→ **What to work on**
In the data below, copy out word for word every line from the one containing "Indicate the cluster" through the one containing "<point>402,231</point>", including both of those lines.

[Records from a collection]
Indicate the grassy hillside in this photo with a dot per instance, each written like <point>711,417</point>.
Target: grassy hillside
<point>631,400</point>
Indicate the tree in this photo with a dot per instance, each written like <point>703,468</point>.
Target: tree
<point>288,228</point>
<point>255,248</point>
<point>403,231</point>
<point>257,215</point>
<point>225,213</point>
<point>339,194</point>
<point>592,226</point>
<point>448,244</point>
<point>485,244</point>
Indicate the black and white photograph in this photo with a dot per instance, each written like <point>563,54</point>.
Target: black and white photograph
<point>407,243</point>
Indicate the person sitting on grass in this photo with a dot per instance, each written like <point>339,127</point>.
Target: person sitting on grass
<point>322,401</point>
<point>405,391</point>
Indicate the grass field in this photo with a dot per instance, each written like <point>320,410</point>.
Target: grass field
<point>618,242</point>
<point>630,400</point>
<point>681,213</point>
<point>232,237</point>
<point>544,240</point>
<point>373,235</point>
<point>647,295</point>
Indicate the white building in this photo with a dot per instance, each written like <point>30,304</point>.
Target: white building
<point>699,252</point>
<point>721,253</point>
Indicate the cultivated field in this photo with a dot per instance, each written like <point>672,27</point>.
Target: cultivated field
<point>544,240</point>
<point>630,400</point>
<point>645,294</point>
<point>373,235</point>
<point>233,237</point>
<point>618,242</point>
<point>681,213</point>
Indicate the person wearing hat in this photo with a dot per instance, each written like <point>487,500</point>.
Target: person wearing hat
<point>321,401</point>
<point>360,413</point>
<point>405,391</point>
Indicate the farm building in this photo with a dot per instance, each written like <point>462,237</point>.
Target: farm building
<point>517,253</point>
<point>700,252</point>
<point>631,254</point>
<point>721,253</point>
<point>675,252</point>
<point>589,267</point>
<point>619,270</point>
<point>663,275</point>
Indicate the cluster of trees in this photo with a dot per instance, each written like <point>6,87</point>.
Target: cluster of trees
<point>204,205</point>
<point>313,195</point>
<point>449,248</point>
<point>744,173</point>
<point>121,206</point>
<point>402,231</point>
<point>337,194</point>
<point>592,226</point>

→ **Result below**
Indicate the cluster of trees in this photo with a dot per instance, each written like <point>6,87</point>.
Target: cluster of trees
<point>204,205</point>
<point>313,195</point>
<point>449,248</point>
<point>744,173</point>
<point>121,206</point>
<point>402,231</point>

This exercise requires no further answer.